### Passage shown
Visualizing Chronic Pain and its Side Effects (2013)

Carrie C Firman and Ellen Rogers 
Edgewood College Gallery November 21, 2013 - January 23, 2014 

Click here to view the interactive image gallery.



Disclosure documents the losses and changes in our lives caused by mysterious, painful illness and its far-reaching effects. Chronic pain affects about 100 million Americans, young, old, healthy, active, disabled, male, female, and everything in between (1), invisible but everywhere. Answers about causes, treatments, and cures are elusive, leaving many people in pain undertreated or untreated.

“But you look fine.”

“I get back aches sometimes too.”

“You should exercise more.”

Well meant but unhelpful platitudes from families, friends, and even doctors emphasize our isolation and depress, rather than elevate, our spirits. Perhaps it is no surprise that chronic pain saps our relationships as well as our bodies. As a statistical group, our relationships fail 75% of the time, far more than average(2). We battle a barrage of symptoms besides pain and are often forced to choose between pharmaceutical side effects or a fractional relief of pain. We are tired, forever and most always.

What if we could see pain in the body, not just rely on subjective self-reporting? What if pain was visually arresting, like blood seeping from a wound? Would this produce more empathy or more medical investigation or treatment?

### Work instructions
**a.** Print the portion of the exhibit text starting with "Well meant but" and going on through "and most always.".
**b.** List every remark the exhibit text quotes as said to people in chronic pain.
The data that follows comes from an unrelated source.

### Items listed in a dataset

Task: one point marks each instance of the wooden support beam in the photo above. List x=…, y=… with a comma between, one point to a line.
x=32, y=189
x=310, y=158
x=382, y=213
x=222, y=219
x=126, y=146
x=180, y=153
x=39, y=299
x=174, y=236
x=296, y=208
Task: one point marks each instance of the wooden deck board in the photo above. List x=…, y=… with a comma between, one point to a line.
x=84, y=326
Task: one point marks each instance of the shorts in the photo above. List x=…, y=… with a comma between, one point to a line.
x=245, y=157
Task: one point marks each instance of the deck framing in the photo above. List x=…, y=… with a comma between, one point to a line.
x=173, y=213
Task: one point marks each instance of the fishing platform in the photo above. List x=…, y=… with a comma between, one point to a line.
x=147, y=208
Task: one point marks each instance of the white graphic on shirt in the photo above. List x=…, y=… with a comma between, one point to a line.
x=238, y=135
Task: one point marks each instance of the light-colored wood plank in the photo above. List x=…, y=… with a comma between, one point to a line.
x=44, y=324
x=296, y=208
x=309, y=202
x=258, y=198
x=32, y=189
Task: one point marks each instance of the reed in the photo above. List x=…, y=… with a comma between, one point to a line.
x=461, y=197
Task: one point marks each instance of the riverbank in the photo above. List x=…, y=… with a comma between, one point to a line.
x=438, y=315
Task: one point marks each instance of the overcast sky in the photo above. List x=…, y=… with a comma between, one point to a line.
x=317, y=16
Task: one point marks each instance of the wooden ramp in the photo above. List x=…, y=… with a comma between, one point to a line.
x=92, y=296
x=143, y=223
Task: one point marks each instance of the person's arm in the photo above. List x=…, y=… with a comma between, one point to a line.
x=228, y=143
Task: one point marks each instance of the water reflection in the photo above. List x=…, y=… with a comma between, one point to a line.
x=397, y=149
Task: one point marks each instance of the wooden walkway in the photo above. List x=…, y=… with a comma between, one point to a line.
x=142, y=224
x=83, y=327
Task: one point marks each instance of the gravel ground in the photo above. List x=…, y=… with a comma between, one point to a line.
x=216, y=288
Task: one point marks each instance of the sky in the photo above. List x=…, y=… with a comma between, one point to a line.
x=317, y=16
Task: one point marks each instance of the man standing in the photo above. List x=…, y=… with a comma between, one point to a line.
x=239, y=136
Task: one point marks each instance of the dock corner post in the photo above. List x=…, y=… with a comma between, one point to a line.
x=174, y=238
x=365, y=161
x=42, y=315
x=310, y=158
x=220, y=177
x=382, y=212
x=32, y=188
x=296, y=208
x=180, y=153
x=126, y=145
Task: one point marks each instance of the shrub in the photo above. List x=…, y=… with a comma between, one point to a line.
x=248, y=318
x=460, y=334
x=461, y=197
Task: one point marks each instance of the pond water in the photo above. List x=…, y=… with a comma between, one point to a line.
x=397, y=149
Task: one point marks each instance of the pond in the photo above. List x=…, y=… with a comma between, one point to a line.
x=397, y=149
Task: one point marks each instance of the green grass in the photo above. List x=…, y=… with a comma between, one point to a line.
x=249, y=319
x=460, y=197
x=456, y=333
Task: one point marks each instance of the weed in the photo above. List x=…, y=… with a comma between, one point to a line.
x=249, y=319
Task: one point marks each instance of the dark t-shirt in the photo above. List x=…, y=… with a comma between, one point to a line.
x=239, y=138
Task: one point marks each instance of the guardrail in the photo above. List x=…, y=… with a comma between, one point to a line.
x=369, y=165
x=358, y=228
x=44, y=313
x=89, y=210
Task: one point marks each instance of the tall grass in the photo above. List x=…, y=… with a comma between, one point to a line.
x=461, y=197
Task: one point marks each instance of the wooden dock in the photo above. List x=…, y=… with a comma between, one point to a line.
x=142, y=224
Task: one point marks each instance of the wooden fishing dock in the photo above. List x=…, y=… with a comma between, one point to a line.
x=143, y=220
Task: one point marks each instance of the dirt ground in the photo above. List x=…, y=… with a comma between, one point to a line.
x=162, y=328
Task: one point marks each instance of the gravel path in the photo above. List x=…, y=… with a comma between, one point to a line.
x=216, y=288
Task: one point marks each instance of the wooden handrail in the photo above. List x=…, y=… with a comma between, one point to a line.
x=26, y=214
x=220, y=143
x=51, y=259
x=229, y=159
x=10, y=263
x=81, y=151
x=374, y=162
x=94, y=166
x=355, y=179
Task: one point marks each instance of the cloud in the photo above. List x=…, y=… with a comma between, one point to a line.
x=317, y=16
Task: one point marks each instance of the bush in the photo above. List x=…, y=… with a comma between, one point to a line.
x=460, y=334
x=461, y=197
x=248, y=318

### Expected outputs
**a.**
Well meant but unhelpful platitudes from families, friends, and even doctors emphasize our isolation and depress, rather than elevate, our spirits. Perhaps it is no surprise that chronic pain saps our relationships as well as our bodies. As a statistical group, our relationships fail 75% of the time, far more than average(2). We battle a barrage of symptoms besides pain and are often forced to choose between pharmaceutical side effects or a fractional relief of pain. We are tired, forever and most always.

**b.**
"But you look fine."
"I get back aches sometimes too."
"You should exercise more."